Instructions to follow
Copy every line of the records that includes the word "patch".

Provided data
-------

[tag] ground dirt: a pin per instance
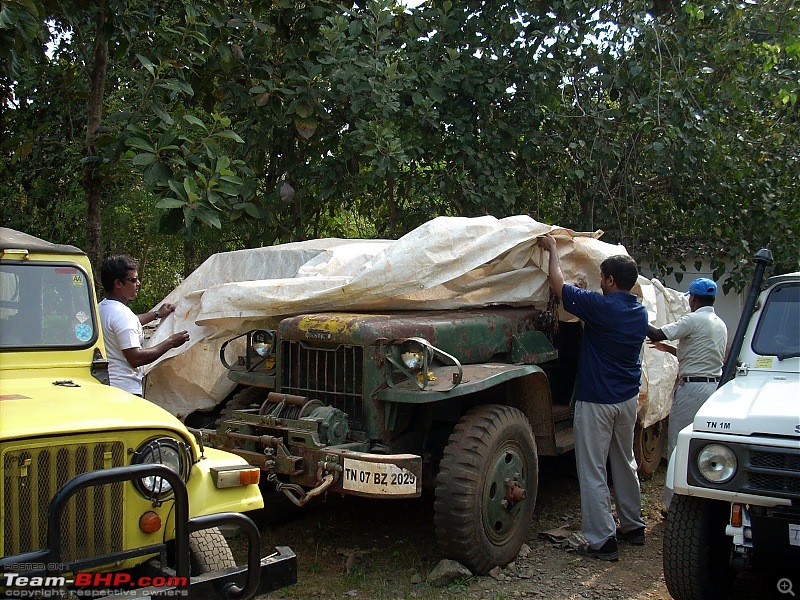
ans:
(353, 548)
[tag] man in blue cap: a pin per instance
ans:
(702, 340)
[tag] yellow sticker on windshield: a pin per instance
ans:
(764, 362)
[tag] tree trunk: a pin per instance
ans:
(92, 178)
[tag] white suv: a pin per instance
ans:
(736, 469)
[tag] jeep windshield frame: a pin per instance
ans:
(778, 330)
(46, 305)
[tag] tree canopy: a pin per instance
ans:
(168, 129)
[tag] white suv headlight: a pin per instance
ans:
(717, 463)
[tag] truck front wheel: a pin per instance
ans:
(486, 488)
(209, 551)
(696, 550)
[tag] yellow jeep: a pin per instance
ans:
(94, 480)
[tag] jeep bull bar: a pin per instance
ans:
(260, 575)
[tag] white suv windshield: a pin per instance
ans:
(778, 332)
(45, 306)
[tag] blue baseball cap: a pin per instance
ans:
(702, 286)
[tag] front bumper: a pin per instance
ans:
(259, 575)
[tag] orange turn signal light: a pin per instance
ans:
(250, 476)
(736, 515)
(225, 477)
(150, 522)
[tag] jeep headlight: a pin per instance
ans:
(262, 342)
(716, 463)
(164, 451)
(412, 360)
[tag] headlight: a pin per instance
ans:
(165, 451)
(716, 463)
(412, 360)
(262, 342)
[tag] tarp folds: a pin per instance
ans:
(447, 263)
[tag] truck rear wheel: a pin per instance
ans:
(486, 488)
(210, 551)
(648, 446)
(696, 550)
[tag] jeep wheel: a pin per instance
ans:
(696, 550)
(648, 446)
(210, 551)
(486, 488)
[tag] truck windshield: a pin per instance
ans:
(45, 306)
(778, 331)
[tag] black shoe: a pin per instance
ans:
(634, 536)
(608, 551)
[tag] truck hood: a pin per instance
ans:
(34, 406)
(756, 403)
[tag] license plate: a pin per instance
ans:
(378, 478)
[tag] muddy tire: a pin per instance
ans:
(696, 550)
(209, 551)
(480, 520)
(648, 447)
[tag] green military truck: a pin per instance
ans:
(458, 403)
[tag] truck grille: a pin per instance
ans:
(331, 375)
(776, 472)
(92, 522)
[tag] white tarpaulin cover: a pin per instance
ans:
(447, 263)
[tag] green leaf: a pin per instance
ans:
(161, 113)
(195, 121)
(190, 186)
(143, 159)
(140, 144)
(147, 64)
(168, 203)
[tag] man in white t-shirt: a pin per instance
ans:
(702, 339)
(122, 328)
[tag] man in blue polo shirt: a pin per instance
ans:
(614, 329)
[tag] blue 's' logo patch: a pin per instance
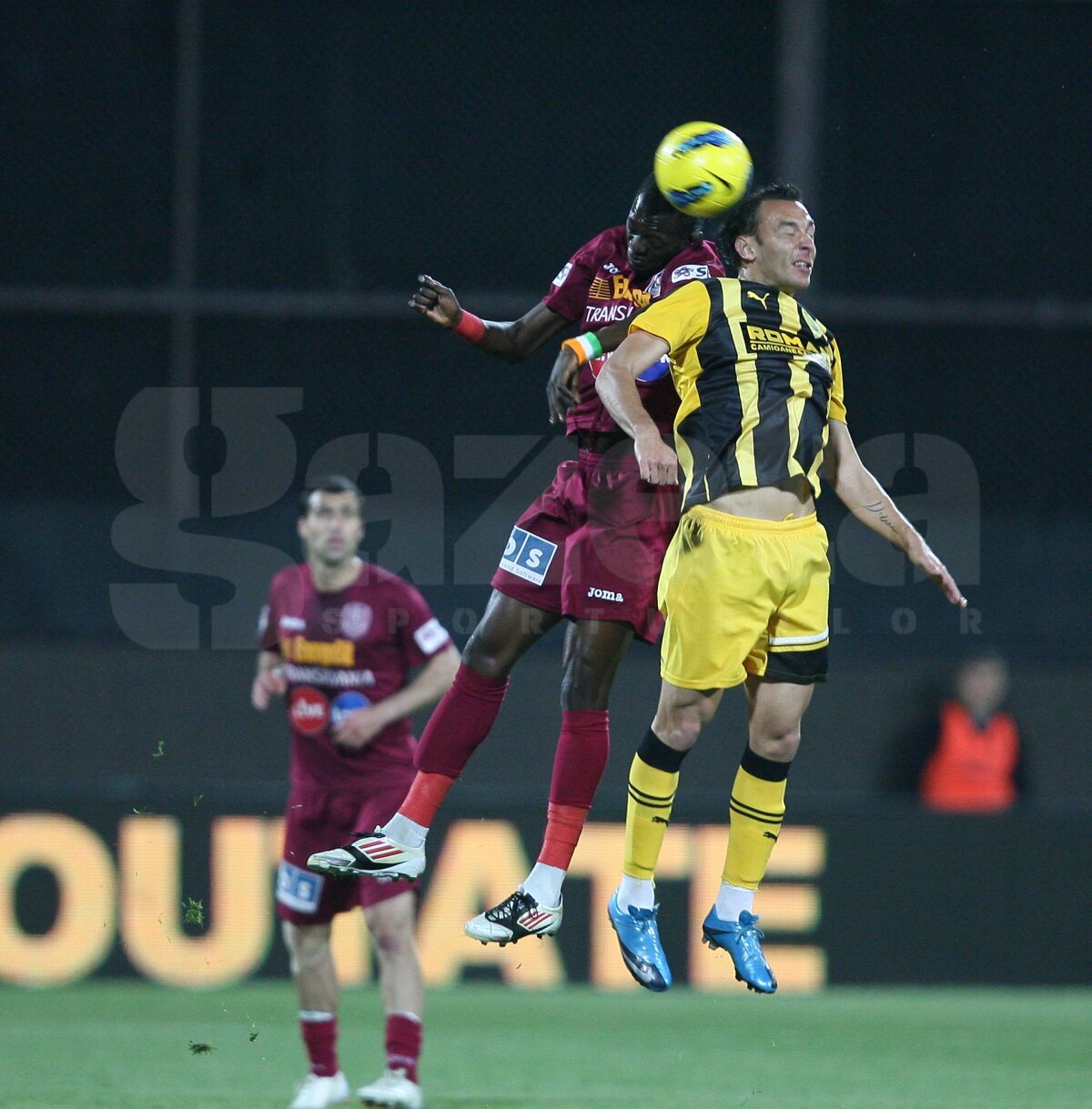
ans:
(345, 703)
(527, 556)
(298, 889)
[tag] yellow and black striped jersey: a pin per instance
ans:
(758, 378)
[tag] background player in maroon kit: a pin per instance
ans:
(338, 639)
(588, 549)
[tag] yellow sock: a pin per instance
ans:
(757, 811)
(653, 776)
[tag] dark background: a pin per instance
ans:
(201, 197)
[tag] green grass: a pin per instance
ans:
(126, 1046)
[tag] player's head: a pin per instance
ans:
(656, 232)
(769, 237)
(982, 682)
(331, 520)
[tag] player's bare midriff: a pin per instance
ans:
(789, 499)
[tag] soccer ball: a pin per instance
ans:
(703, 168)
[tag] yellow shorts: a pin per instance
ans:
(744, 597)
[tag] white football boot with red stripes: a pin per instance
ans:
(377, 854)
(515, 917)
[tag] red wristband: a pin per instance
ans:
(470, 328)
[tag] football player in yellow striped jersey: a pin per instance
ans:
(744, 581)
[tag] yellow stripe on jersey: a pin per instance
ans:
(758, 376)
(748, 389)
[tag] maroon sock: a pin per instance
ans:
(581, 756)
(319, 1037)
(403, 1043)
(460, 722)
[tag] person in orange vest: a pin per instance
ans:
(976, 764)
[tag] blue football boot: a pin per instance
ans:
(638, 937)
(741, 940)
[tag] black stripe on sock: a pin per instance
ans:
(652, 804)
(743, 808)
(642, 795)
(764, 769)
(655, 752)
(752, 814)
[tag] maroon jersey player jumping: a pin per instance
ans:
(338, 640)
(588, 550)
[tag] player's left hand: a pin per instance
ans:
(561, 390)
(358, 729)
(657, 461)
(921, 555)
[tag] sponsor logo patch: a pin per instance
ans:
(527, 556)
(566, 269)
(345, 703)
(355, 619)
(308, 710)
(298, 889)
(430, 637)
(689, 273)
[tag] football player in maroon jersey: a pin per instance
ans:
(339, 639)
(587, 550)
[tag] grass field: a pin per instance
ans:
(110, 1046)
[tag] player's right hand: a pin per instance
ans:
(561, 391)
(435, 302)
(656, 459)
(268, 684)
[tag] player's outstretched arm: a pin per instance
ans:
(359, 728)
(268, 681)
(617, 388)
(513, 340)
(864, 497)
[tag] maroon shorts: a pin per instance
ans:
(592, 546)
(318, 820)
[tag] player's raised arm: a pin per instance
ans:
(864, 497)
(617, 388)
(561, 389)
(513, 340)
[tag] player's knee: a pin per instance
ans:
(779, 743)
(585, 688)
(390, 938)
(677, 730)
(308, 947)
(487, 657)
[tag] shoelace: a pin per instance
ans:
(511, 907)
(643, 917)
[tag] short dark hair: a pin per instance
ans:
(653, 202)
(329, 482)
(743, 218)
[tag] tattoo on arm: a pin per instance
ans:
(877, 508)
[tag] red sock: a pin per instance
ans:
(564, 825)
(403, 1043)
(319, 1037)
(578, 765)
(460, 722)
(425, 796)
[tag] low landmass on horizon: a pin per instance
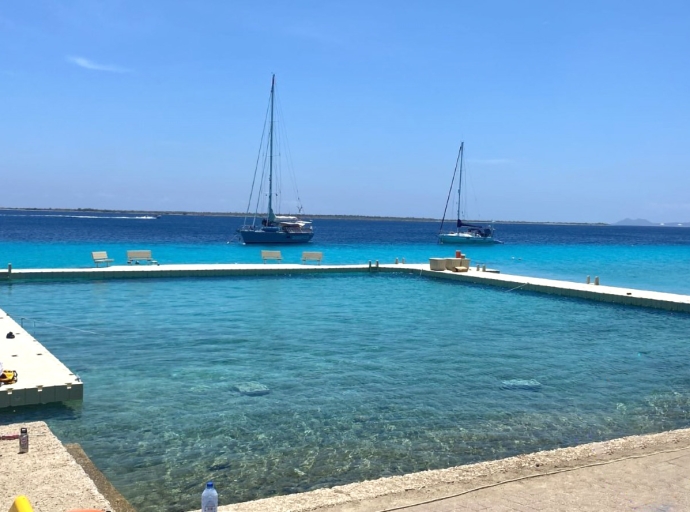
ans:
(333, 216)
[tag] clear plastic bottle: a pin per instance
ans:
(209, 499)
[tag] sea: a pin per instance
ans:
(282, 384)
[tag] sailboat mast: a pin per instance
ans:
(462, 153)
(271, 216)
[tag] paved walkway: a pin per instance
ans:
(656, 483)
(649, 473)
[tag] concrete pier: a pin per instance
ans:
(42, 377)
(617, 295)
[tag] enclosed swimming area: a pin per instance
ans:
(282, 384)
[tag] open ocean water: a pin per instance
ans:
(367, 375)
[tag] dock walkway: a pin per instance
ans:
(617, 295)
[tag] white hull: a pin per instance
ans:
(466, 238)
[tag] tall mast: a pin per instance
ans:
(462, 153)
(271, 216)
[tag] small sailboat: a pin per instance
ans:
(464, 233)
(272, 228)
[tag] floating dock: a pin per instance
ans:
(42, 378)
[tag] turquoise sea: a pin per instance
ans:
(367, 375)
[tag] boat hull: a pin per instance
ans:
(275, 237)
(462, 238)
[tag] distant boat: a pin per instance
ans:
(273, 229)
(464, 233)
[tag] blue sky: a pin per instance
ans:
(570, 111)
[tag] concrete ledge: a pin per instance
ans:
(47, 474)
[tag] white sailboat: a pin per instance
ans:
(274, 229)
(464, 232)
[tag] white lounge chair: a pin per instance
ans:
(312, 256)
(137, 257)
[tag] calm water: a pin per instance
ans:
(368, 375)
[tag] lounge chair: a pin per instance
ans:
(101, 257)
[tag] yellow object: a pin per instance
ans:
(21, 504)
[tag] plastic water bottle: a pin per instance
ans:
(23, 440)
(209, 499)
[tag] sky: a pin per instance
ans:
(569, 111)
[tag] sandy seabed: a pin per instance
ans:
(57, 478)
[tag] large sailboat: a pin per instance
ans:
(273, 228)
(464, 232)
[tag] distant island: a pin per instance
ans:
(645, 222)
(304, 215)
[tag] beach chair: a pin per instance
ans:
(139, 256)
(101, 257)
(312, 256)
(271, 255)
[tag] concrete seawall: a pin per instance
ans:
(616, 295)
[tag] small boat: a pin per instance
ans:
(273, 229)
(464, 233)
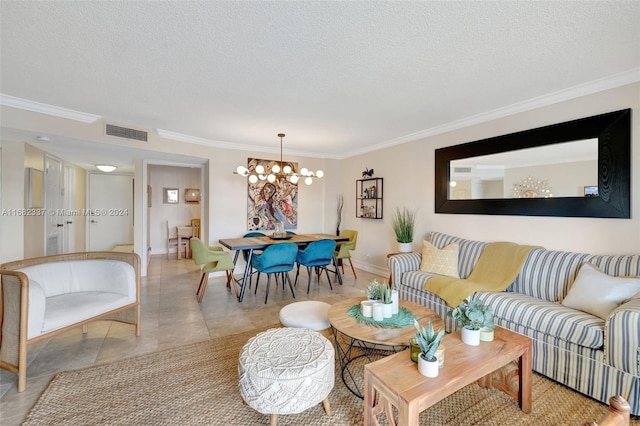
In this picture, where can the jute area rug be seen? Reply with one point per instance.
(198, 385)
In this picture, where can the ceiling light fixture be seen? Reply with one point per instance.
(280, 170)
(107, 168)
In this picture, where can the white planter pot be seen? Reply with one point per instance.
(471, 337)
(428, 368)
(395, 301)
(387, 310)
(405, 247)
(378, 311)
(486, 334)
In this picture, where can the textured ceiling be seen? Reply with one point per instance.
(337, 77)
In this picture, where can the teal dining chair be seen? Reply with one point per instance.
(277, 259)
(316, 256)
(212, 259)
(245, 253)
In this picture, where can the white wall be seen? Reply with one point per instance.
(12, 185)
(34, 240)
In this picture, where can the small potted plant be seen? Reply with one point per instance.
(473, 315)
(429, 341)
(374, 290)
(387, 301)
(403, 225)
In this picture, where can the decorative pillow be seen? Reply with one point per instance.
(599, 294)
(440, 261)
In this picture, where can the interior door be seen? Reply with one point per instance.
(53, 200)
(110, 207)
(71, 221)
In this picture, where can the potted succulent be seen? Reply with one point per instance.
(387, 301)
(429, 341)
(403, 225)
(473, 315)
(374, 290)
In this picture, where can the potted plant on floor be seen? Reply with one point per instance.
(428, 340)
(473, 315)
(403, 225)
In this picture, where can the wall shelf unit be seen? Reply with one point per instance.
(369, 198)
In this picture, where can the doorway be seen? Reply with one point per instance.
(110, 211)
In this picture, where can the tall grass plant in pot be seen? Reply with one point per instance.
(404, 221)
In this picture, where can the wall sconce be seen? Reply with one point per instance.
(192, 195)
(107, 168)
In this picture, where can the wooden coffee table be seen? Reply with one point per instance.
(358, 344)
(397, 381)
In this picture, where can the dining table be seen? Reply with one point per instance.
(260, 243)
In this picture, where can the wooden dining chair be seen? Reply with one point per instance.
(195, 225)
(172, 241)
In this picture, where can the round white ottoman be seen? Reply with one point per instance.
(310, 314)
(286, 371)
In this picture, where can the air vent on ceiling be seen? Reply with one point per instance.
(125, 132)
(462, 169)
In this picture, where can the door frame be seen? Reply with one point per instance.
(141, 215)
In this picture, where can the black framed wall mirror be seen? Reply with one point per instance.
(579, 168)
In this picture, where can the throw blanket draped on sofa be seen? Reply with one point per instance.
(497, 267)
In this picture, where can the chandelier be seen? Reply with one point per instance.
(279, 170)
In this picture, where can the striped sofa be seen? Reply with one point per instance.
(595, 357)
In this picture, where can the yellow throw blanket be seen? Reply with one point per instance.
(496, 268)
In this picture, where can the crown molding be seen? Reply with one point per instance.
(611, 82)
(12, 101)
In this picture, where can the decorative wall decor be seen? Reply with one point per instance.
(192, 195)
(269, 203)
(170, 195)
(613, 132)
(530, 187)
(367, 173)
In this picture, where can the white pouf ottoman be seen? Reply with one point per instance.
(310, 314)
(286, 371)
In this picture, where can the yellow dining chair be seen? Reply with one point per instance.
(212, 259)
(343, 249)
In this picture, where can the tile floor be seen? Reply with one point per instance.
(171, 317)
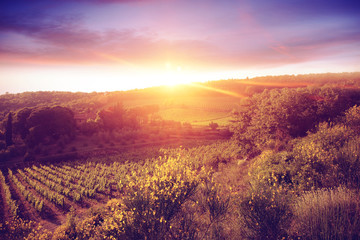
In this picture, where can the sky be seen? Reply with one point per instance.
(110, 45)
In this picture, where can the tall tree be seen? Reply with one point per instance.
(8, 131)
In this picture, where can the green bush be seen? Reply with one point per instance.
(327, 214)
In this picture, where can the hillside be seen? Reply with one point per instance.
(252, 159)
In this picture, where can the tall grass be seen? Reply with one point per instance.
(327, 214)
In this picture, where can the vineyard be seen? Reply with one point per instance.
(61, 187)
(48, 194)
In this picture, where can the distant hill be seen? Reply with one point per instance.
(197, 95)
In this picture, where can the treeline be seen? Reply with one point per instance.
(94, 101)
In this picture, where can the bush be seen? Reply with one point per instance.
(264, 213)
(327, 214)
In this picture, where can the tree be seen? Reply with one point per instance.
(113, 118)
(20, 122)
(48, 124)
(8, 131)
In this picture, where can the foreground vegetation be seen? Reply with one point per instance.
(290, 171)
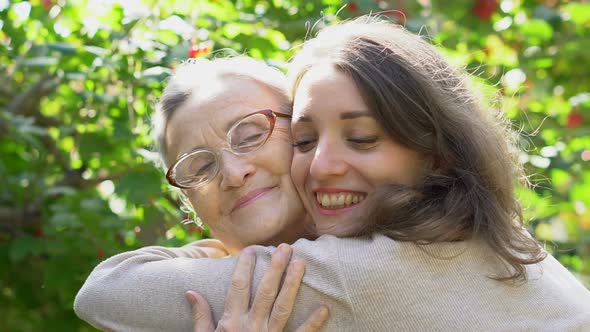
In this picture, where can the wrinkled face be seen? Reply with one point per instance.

-------

Answer below
[tag] blue 's' logo patch: a pin per instance
[tag] sponsor logo patch: a pin per instance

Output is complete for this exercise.